──────── AUSZUG ZUM LESEN ────────

Letzte Werte vor der Grenze


Frisch, frei, fromm und froh durch Deutschland wandernd, kommt es nicht selten vor, dass der unbedürftige Wandersmann inne hält, um sich an den dargereichten Schildern zu orientieren. Fragen tut er sich dann oft, wo eigentlich bei uns die Werte abgeblieben sind, oder wer hat wann wo was erfunden.
Nachdem ich am Freitag zusammen mit "the marvelous" Frau Oyl in the Mokkagruft die Kinder gehütet habe, brauchte ich tags darauf eine gehörnte Portion Ausgleich, um den grassierenden Wertezerfall zu parieren.

──────── AUFLISTUNG ────────

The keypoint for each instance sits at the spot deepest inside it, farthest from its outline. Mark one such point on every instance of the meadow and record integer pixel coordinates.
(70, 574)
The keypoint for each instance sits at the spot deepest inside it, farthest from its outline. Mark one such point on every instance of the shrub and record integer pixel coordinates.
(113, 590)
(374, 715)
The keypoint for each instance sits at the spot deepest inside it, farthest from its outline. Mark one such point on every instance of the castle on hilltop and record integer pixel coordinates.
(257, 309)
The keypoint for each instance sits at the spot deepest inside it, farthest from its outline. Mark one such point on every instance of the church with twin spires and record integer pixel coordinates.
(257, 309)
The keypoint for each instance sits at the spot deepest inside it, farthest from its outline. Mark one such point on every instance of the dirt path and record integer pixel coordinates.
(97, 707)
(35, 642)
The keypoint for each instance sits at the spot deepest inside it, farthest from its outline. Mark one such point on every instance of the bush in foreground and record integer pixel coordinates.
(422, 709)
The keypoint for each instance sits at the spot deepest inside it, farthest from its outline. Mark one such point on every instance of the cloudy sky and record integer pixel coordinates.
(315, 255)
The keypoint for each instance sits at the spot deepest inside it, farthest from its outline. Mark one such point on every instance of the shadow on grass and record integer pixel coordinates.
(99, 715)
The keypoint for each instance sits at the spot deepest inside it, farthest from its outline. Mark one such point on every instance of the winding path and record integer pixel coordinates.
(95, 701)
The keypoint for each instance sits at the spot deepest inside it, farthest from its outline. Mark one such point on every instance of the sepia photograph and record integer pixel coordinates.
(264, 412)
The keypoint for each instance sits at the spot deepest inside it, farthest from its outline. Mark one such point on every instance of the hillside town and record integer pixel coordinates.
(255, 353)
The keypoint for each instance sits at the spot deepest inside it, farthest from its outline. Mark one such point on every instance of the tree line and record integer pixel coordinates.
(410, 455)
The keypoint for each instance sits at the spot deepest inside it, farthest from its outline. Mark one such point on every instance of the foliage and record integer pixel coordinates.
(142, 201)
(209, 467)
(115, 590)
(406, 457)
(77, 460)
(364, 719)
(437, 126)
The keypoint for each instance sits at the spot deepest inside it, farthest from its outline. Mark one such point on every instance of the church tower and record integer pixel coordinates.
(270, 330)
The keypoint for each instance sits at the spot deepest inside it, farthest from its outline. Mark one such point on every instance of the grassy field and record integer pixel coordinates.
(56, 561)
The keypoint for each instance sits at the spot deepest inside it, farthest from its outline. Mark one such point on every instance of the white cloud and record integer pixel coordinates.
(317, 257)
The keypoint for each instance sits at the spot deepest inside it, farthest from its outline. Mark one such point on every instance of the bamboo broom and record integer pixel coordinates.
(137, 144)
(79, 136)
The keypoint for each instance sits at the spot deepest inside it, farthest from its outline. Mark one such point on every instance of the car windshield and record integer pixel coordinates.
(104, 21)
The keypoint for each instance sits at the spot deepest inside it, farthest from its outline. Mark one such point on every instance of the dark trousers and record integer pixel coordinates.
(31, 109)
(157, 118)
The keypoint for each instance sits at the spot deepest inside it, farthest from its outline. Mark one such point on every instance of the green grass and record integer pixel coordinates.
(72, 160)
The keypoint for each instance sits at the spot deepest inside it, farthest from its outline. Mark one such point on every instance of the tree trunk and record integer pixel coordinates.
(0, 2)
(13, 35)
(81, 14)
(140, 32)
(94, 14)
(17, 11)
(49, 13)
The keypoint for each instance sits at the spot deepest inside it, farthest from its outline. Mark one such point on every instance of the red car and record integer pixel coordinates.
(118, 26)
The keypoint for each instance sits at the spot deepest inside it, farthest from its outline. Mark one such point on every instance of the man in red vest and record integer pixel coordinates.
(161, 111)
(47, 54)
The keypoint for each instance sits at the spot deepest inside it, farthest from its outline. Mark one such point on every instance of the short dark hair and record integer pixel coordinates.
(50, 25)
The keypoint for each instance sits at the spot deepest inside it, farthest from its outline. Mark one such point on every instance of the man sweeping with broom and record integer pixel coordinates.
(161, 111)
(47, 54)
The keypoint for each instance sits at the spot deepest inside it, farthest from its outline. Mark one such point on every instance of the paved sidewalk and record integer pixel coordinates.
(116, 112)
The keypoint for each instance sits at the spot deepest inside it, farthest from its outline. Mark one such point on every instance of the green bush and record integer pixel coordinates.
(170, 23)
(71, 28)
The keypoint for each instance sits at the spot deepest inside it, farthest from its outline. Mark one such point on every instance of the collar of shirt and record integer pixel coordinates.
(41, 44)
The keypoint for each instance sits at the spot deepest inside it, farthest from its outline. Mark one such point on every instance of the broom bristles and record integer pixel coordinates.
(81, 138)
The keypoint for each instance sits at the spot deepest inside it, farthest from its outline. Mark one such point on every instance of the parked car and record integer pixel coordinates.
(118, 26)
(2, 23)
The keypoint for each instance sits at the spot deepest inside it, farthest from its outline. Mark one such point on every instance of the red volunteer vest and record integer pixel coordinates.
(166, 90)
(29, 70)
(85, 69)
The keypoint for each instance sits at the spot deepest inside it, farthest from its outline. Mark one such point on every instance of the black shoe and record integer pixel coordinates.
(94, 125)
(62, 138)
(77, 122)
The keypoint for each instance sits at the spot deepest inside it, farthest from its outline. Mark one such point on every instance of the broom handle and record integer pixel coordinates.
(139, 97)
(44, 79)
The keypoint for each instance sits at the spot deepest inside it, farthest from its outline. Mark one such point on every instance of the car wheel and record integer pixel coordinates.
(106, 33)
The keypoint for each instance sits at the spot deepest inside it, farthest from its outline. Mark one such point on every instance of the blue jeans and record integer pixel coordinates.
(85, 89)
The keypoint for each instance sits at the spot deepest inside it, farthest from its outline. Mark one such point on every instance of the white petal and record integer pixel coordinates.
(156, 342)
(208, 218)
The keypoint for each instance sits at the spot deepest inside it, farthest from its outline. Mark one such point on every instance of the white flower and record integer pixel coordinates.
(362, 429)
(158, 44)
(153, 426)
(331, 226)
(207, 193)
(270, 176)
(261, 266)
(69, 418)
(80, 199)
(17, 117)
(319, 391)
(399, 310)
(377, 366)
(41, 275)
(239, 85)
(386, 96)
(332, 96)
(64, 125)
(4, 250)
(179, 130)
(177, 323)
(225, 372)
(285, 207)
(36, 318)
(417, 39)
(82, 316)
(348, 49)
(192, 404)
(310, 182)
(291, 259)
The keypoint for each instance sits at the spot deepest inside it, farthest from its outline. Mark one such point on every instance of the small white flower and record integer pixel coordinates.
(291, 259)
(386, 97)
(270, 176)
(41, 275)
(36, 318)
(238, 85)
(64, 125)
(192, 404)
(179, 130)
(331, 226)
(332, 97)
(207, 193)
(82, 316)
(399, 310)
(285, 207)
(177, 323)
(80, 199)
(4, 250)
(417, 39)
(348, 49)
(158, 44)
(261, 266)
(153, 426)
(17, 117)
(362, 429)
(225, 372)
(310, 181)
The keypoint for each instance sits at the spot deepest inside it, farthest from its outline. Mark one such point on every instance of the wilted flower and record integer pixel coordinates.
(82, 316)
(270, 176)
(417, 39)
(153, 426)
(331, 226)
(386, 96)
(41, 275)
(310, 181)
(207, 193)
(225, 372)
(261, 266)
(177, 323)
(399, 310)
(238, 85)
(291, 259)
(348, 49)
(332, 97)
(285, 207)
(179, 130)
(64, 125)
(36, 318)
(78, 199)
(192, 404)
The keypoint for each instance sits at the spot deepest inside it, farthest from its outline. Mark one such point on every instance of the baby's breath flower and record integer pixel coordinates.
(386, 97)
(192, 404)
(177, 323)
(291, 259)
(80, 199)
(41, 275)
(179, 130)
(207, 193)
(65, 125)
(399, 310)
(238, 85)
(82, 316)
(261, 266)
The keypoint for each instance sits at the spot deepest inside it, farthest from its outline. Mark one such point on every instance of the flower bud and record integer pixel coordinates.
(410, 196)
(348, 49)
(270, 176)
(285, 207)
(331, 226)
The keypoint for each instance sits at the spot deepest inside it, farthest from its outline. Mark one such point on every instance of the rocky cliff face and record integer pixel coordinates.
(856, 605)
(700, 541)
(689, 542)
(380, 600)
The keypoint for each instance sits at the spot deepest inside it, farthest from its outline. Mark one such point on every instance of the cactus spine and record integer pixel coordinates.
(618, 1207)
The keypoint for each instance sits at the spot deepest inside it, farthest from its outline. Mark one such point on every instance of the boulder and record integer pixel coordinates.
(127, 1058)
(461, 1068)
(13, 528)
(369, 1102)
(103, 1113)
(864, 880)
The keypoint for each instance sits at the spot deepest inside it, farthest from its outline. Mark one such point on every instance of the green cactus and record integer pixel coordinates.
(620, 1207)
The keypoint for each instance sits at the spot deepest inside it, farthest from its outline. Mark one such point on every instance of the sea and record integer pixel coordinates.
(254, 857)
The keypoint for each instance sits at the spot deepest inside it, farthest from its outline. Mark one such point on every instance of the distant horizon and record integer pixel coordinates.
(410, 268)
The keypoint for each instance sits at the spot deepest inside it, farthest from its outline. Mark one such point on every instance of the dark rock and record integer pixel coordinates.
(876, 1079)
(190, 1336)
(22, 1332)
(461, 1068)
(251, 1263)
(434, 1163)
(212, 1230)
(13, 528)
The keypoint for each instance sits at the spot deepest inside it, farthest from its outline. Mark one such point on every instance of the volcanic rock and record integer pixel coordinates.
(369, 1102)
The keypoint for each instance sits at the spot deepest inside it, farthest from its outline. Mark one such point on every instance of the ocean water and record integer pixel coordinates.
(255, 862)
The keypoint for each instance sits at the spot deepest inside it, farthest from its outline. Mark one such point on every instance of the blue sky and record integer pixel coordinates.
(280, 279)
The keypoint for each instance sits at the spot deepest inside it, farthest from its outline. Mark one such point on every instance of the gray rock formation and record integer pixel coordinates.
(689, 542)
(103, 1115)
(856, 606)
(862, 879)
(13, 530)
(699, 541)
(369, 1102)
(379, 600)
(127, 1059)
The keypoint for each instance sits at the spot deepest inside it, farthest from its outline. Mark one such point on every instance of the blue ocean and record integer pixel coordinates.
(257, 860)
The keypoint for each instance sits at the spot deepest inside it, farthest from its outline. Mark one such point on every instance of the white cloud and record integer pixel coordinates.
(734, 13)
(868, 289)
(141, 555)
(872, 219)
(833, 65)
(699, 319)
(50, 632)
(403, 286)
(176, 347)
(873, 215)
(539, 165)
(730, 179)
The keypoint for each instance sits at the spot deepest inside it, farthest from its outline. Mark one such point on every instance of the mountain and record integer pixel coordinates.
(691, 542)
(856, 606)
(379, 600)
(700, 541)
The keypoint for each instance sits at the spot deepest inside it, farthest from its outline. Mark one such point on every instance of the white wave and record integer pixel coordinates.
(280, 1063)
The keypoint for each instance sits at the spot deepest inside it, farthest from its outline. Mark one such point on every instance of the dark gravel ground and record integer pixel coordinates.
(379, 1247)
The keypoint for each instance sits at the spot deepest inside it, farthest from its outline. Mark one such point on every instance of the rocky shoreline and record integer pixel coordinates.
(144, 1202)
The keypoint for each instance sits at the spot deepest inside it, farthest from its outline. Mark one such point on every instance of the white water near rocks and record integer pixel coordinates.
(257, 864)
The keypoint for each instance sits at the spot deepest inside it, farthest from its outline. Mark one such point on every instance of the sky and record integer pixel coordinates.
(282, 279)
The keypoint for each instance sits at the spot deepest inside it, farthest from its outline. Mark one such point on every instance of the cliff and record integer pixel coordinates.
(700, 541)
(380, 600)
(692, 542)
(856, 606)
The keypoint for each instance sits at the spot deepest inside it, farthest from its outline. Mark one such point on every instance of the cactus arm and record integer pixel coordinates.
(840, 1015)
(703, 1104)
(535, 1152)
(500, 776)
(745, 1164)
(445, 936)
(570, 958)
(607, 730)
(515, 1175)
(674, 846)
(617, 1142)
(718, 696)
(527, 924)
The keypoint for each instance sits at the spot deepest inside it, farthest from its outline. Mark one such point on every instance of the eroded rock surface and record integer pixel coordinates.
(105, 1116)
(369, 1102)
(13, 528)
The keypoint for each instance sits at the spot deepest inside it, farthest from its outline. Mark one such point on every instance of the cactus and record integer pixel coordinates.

────────

DIE AUFGABEN:
- a) Nennen Sie alle Adjektive, mit denen der Textauszug im ersten Satz das Wandern durch Deutschland beschreibt.
- b) Schreiben Sie aus dem Textauszug den Abschnitt ab, der mit „Frisch, frei, fromm“ beginnt und mit „Wertezerfall zu parieren.“ endet.
Die Zeilen haben mit dem Textauszug nichts zu tun.

LÖSUNGEN DER AUFGABEN:
- a) Frisch, frei, fromm, froh

- b)
Frisch, frei, fromm und froh durch Deutschland wandernd, kommt es nicht selten vor, dass der unbedürftige Wandersmann inne hält, um sich an den dargereichten Schildern zu orientieren. Fragen tut er sich dann oft, wo eigentlich bei uns die Werte abgeblieben sind, oder wer hat wann wo was erfunden.
Nachdem ich am Freitag zusammen mit "the marvelous" Frau Oyl in the Mokkagruft die Kinder gehütet habe, brauchte ich tags darauf eine gehörnte Portion Ausgleich, um den grassierenden Wertezerfall zu parieren.